• [Task brief] Convert these lines into a JSON list of strings, one string per line, with blank lines omitted. Leave the pictures out of the output.

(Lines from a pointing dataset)
☆ ☆ ☆ ☆ ☆ ☆ ☆

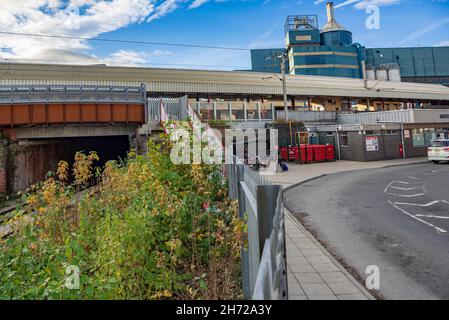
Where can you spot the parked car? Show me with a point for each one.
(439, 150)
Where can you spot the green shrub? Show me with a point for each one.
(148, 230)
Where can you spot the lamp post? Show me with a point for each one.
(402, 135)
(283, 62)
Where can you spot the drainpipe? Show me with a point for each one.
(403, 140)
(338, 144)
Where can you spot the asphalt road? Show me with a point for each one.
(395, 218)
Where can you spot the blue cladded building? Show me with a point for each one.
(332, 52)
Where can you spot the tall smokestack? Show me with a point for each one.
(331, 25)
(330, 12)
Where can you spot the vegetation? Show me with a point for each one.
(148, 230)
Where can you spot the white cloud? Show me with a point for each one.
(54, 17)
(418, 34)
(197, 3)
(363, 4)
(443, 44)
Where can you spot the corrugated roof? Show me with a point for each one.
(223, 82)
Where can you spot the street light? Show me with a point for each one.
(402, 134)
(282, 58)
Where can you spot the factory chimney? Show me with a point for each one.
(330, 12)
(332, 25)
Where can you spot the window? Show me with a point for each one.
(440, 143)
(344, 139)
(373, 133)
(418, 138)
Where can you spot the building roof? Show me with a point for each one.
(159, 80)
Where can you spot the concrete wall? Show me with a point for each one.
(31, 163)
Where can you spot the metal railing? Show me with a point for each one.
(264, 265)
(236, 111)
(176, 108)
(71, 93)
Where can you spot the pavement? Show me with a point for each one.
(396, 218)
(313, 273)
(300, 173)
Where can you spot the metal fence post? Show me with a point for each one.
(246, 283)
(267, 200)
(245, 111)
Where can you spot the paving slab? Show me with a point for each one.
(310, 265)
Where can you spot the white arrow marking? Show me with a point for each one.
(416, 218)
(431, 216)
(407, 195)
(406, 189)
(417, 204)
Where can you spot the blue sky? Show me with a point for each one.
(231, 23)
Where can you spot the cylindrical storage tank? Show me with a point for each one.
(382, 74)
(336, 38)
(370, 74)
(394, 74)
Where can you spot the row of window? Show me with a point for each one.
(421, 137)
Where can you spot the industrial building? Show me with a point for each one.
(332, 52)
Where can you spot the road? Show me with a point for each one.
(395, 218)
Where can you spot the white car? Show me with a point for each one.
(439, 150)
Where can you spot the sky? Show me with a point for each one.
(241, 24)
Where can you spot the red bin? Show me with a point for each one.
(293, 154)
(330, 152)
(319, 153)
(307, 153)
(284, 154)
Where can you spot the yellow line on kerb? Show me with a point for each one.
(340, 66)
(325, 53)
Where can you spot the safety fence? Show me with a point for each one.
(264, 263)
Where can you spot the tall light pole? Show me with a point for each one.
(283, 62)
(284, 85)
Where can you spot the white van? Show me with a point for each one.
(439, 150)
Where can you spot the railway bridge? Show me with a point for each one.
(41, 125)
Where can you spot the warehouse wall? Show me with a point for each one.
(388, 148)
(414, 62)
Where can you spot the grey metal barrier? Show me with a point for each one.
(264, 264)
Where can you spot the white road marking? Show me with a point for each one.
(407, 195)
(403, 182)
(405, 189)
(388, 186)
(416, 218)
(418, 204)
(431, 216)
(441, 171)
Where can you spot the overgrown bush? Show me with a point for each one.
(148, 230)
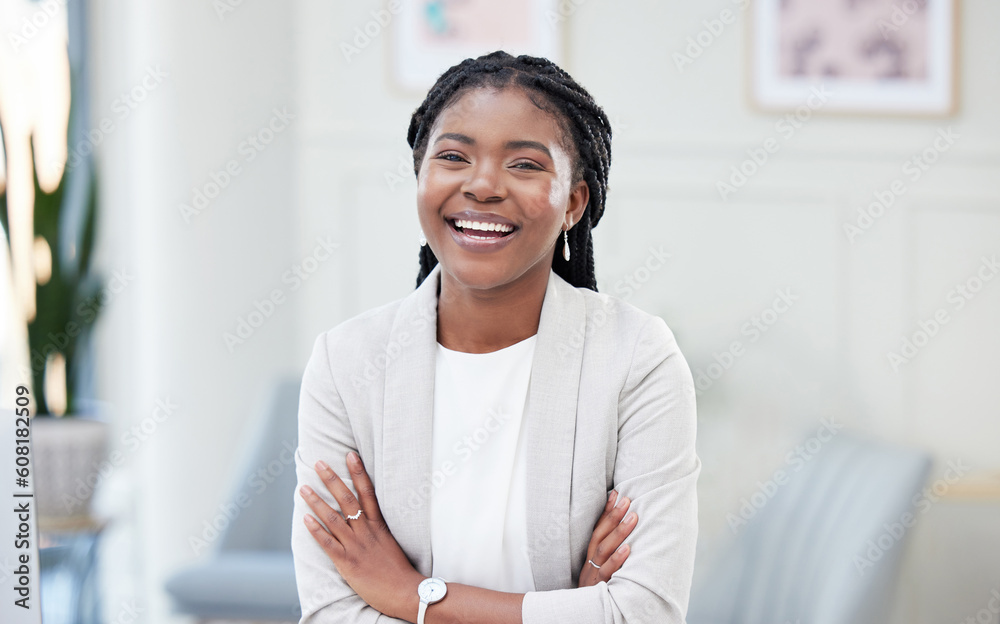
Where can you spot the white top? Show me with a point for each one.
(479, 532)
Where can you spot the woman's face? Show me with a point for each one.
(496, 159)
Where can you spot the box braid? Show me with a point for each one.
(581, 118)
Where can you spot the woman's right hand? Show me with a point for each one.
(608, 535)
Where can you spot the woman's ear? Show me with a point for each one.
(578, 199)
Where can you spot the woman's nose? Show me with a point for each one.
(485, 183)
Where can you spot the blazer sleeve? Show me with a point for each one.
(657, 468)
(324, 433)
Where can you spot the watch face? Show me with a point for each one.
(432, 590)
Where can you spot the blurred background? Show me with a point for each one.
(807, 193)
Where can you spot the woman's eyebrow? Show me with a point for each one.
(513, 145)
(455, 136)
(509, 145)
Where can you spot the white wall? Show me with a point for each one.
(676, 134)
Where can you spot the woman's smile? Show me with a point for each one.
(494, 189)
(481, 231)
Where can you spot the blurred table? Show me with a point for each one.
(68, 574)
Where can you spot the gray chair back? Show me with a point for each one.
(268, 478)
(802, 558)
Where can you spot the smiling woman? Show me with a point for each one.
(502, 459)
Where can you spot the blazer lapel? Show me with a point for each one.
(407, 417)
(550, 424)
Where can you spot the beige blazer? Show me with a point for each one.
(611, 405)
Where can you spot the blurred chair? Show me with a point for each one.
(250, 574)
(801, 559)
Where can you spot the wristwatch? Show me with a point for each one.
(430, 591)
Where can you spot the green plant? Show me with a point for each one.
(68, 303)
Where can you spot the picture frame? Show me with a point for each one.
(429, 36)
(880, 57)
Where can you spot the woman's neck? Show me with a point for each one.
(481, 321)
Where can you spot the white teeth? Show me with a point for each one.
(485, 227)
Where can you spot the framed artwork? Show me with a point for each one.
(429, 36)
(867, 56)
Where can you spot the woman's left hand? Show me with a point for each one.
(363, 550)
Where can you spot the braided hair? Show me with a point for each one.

☆ ☆ ☆ ☆ ☆ ☆ ☆

• [Written answer]
[
  "Where can you spot the parked car? Show me with a point for each one.",
  "(439, 150)",
  "Where can you spot the green shrub? Show me with a point for each one.",
  "(148, 230)",
  "Where can you spot the lamp post? Show me with a point for each one.",
  "(402, 135)",
  "(283, 62)",
  "Where can you spot the drainpipe? Show me with a point for each one.",
  "(403, 140)",
  "(338, 144)",
  "Where can you spot the asphalt road? Show me with a point for each one.",
  "(395, 218)",
  "Where can you spot the blue cladded building? Show me with a point for each one.",
  "(332, 52)",
  "Where can you spot the tall smokestack? Show me with a point for each one.",
  "(331, 25)",
  "(330, 12)",
  "Where can you spot the vegetation? Show me with a point for each one.",
  "(148, 230)",
  "Where can you spot the white cloud? Show me with a point for each one.",
  "(54, 17)",
  "(418, 34)",
  "(197, 3)",
  "(363, 4)",
  "(443, 44)",
  "Where can you spot the corrugated roof? Show me with a point for each one.",
  "(223, 82)",
  "Where can you spot the street light? Show me with a point for each one.",
  "(402, 134)",
  "(282, 58)",
  "Where can you spot the factory chimney? Show me with a point for each one.",
  "(330, 12)",
  "(332, 25)",
  "Where can you spot the window? Show me with a point for each one.",
  "(440, 143)",
  "(344, 139)",
  "(373, 133)",
  "(418, 138)",
  "Where can you spot the building roof? Show me with a point for each one.",
  "(159, 80)",
  "Where can you spot the concrete wall? Show me with a point for each one.",
  "(31, 163)",
  "Where can you spot the metal railing? Show me with a point for each one.",
  "(264, 265)",
  "(236, 111)",
  "(176, 108)",
  "(71, 93)",
  "Where can you spot the pavement? Show me with a point for each one.",
  "(396, 218)",
  "(313, 273)",
  "(300, 173)",
  "Where can you spot the metal fence post? Show me with a point for each one.",
  "(246, 283)",
  "(267, 200)",
  "(245, 111)",
  "Where can you spot the paving slab? Show me with a point for each one.",
  "(310, 265)",
  "Where can you spot the white arrow marking? Show me with a point for each one.",
  "(416, 218)",
  "(431, 216)",
  "(407, 195)",
  "(406, 189)",
  "(417, 204)",
  "Where can you spot the blue sky? Show me with a point for each one.",
  "(231, 23)",
  "Where can you spot the cylindrical storage tank? Show me with a point for each one.",
  "(382, 74)",
  "(336, 38)",
  "(370, 74)",
  "(394, 74)",
  "Where can you spot the row of window? Show me with a point for each one.",
  "(421, 137)",
  "Where can you spot the industrial building? Show me with a point for each one.",
  "(332, 52)",
  "Where can you spot the road? Show me with a point for each one.",
  "(395, 218)",
  "Where can you spot the white car? Show me with a point for each one.",
  "(439, 150)",
  "Where can you spot the sky? Show me with a point for each one.",
  "(241, 24)",
  "Where can you spot the red bin? Show me with a point for each one.",
  "(293, 154)",
  "(330, 152)",
  "(319, 153)",
  "(307, 153)",
  "(284, 154)",
  "Where can you spot the yellow line on kerb? Show me with a point for each one.",
  "(340, 66)",
  "(325, 53)",
  "Where can you spot the safety fence? Show me with a point for each one.",
  "(264, 263)",
  "Where can you spot the tall light pole? Show me with a point for each one.",
  "(283, 62)",
  "(284, 85)",
  "Where can you spot the white van? Show me with a point for each one.",
  "(439, 150)",
  "Where can you spot the railway bridge? Show me with a point for each one.",
  "(41, 125)",
  "Where can you spot the warehouse wall? Show me with a point for each one.",
  "(388, 148)",
  "(414, 62)",
  "Where can you spot the grey metal barrier? Show me with a point for each one.",
  "(264, 264)",
  "Where can you spot the white road marking? Show me with a point for each one.",
  "(407, 195)",
  "(403, 182)",
  "(405, 189)",
  "(388, 186)",
  "(416, 218)",
  "(418, 204)",
  "(431, 216)",
  "(441, 171)",
  "Where can you spot the overgrown bush? Show me with a point for each one.",
  "(148, 230)",
  "Where can you spot the white top? Show me with a point for each one.",
  "(479, 532)",
  "Where can you spot the woman's face? Show me with a point for each one.",
  "(496, 159)",
  "Where can you spot the box braid? Show me with a point for each one.",
  "(581, 118)",
  "Where can you spot the woman's right hand? Show me with a point for each one.",
  "(608, 535)",
  "Where can you spot the woman's ear? Show me with a point for each one.",
  "(578, 199)",
  "Where can you spot the woman's nose? Show me with a point for each one.",
  "(485, 183)",
  "Where can you spot the blazer sleeve? Show me with a point for each one.",
  "(657, 468)",
  "(324, 433)",
  "Where can you spot the watch face? Show me with a point for each one.",
  "(432, 590)",
  "Where can you spot the blurred background? Show me with a point for each one.",
  "(807, 193)",
  "Where can you spot the woman's eyebrow? Show me with a point for each one.",
  "(513, 145)",
  "(455, 136)",
  "(509, 145)",
  "Where can you spot the white wall? Show me with a point for each one.",
  "(676, 134)",
  "Where can you spot the woman's smile? Show me with a point for each one.",
  "(494, 189)",
  "(481, 231)",
  "Where can you spot the blurred table? Show me with a point for each one.",
  "(68, 574)",
  "Where can you spot the gray chair back? Show me with a point for each one.",
  "(268, 478)",
  "(802, 558)",
  "Where can you spot the smiling woman? Show me with a point for each one.",
  "(502, 459)",
  "Where can you spot the blazer lapel? Show me with a point for each one.",
  "(407, 417)",
  "(550, 424)",
  "Where can you spot the beige blazer? Show me with a point for each one.",
  "(611, 405)",
  "Where can you spot the blurred chair? Show me with a point for each one.",
  "(250, 574)",
  "(801, 559)",
  "Where can you spot the wristwatch? Show me with a point for each one.",
  "(430, 591)",
  "Where can you spot the green plant? Show me with a point for each one.",
  "(68, 303)",
  "Where can you spot the picture frame? Show me with a point for each one.",
  "(429, 36)",
  "(880, 57)",
  "Where can you spot the woman's neck? Show me with a point for each one.",
  "(481, 321)",
  "Where can you spot the white teeth? Show me with a point for each one.",
  "(485, 227)",
  "Where can you spot the framed artwork? Show me with a point for each one.",
  "(429, 36)",
  "(867, 56)",
  "Where can you spot the woman's left hand? Show me with a point for each one.",
  "(363, 550)",
  "Where can you spot the braided hair? Show me with a point for each one."
]